--- Start Supplied material ---
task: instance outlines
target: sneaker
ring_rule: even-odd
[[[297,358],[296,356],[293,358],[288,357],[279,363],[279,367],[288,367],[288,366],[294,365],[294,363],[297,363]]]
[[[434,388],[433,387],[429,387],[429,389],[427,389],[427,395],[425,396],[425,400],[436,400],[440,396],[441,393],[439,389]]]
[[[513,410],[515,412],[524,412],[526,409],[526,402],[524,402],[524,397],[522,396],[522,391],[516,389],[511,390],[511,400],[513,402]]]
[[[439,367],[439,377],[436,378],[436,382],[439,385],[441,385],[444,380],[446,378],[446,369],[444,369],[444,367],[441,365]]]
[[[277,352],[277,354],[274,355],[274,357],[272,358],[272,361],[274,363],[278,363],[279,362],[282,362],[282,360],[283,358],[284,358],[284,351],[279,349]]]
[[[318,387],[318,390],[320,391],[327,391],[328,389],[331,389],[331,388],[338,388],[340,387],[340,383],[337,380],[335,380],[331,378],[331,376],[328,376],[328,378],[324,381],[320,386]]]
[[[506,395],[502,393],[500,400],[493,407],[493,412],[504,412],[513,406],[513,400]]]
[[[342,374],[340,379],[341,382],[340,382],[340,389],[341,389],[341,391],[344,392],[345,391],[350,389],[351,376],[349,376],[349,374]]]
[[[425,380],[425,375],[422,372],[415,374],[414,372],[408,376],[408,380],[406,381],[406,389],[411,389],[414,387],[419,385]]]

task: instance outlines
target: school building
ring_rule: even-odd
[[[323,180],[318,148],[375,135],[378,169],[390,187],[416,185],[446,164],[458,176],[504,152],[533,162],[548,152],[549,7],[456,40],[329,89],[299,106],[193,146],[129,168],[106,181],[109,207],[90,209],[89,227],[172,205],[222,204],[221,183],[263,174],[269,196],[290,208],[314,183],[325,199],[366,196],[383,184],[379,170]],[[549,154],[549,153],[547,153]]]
--- End Supplied material ---
Identify each line in the rows above that contains the word "target", and copy those lines.

target: sneaker
target: school building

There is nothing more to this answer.